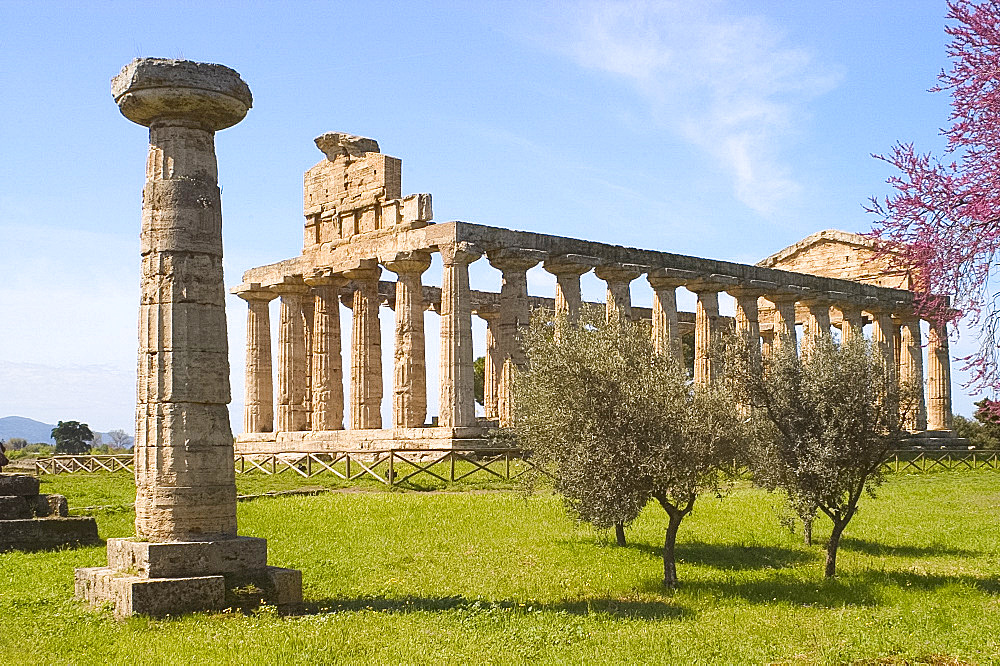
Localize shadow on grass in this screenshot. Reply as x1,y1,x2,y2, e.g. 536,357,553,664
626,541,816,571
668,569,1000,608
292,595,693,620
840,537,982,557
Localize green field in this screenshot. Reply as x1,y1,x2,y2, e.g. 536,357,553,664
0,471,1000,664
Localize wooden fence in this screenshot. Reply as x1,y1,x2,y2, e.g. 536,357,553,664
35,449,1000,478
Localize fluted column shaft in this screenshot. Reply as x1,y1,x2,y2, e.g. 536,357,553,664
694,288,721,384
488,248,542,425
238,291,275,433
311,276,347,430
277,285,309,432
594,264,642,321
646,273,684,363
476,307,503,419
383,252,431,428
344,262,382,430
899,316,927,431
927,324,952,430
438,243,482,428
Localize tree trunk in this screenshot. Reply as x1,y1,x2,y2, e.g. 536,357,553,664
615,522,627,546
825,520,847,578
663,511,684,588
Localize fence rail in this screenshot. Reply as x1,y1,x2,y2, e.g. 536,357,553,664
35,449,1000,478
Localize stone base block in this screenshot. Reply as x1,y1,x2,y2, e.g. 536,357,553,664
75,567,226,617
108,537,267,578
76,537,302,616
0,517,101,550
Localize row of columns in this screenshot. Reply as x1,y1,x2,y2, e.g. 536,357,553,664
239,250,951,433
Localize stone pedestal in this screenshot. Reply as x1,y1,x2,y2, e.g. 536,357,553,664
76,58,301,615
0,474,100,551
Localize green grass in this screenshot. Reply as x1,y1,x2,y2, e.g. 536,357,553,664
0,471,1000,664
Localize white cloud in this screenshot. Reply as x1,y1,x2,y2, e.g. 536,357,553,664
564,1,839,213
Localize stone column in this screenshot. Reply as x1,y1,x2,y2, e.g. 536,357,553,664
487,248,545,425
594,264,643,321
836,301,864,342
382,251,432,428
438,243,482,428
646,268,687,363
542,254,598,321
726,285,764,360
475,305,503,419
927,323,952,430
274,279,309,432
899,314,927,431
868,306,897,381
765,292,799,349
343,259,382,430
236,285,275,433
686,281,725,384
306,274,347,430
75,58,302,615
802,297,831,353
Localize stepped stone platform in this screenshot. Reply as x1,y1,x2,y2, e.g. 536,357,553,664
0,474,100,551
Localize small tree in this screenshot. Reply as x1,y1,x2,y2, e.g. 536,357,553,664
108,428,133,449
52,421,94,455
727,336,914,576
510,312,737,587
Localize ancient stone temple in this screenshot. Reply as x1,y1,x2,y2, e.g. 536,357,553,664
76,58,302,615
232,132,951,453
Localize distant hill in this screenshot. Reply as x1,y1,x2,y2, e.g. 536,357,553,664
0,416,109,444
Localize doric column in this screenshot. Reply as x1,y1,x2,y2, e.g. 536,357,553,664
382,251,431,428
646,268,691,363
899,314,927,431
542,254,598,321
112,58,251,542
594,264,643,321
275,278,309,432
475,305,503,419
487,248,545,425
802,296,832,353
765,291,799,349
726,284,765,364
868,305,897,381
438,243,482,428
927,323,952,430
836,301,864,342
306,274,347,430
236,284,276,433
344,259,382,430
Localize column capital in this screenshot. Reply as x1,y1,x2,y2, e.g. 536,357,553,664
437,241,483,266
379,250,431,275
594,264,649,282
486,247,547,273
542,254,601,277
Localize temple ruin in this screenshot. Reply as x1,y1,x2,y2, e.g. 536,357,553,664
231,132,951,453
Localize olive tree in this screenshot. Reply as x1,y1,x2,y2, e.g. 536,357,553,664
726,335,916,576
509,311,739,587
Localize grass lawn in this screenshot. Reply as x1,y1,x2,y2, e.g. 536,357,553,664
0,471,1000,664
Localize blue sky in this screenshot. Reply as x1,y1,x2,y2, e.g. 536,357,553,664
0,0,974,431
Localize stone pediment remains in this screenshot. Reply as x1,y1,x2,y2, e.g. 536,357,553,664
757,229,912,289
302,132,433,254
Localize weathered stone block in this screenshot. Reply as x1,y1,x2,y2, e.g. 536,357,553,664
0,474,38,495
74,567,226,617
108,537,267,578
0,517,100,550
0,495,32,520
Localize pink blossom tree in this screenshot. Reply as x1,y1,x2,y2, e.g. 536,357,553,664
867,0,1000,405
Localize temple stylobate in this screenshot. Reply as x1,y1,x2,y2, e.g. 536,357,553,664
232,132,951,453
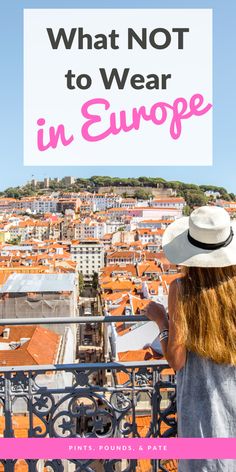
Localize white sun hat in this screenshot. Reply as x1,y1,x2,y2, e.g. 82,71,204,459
--
Required task »
Count the lines of the data above that contain the string "fence" and give only the number.

Result of this task »
2